**Reading text:**

Food for Thought by Colleen Patrick-Goudreau

Musings on vegetarianism, veganism, meat-eating, non-violence, the use and abuse of animals in our society, and the joy (and sadness) that comes with being awake to and aware of the misery animals endure at the hands of humans - and how we have the power to stop it.

Sunday, December 24, 2006

Don't Give a Cow







Over the years, I have experienced much frustration and sadness over the growth in popularity of nonprofit organizations that send live animals to impoverished countries all around the world. This growing phenomenon is headed by the high-profile Heifer Project International, which – I believe – is doing a great disservice to the people it wishes to help, to the environment, to the public who is persuaded and mislead by celebrity sponsors, to the children who are desensitized to animal suffering, and to the animals themselves. Heifer Project is so successful at making people think they’re actually helping animals that I know of several animal activists whose family members donated to Heifer on their behalf, thinking they were doing something for animals. They thought, because these activists “loved animals” they would appreciate having a goat bought in their name and sent to a needy family somewhere around the world. Luckily, that hasn’t happened to me, but for awhile I was receiving their “catalog” – this is actually a full-color, very well-produced “catalog” of animals and children. You choose an animal – a goat, a llama, a cow, a chicken - or what they call an entire “ark” of animals and your donation is translated into live animals being transported to a family to be used. This, in my opinion, essentially amounts to nothing more than a slave trade – an animal slave trade.

**Instruction 1:** Return each line of the entries that contains the string "instance", treating uppercase and lowercase as different.
The entries that follow are unrelated to the blog post.

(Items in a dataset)

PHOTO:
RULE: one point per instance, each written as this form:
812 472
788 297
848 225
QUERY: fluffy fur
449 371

==

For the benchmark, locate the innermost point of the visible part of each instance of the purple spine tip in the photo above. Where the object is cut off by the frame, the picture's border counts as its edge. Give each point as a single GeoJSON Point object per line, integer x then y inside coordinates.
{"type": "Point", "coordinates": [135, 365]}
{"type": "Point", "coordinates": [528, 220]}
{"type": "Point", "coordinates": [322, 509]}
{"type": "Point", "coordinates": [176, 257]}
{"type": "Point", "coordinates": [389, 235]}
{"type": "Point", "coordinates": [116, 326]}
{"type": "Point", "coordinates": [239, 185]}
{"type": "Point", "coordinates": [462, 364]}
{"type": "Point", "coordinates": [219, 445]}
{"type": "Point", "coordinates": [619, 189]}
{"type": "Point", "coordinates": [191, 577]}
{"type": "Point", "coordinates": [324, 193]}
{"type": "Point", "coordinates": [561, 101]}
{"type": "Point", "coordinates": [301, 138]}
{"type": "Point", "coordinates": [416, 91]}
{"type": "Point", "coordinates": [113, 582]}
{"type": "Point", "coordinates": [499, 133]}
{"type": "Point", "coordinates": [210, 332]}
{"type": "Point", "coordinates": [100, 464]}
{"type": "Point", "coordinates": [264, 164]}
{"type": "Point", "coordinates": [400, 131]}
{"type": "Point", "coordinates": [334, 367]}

**Instruction 2:** Reproduce the blog post word for word, in full.

**Exercise response 1:**
RULE: one point per instance, each written as this form:
For the benchmark, locate the innermost point of the visible part of each instance of the purple spine tip in the photo above. Where the object is cut off by the frame, the picture's border counts as its edge. Give each point as a single GeoJSON Point object per line, integer x then y inside coordinates.

**Exercise response 2:**
Food for Thought by Colleen Patrick-Goudreau

Musings on vegetarianism, veganism, meat-eating, non-violence, the use and abuse of animals in our society, and the joy (and sadness) that comes with being awake to and aware of the misery animals endure at the hands of humans - and how we have the power to stop it.

Sunday, December 24, 2006

Don't Give a Cow







Over the years, I have experienced much frustration and sadness over the growth in popularity of nonprofit organizations that send live animals to impoverished countries all around the world. This growing phenomenon is headed by the high-profile Heifer Project International, which – I believe – is doing a great disservice to the people it wishes to help, to the environment, to the public who is persuaded and mislead by celebrity sponsors, to the children who are desensitized to animal suffering, and to the animals themselves. Heifer Project is so successful at making people think they’re actually helping animals that I know of several animal activists whose family members donated to Heifer on their behalf, thinking they were doing something for animals. They thought, because these activists “loved animals” they would appreciate having a goat bought in their name and sent to a needy family somewhere around the world. Luckily, that hasn’t happened to me, but for awhile I was receiving their “catalog” – this is actually a full-color, very well-produced “catalog” of animals and children. You choose an animal – a goat, a llama, a cow, a chicken - or what they call an entire “ark” of animals and your donation is translated into live animals being transported to a family to be used. This, in my opinion, essentially amounts to nothing more than a slave trade – an animal slave trade.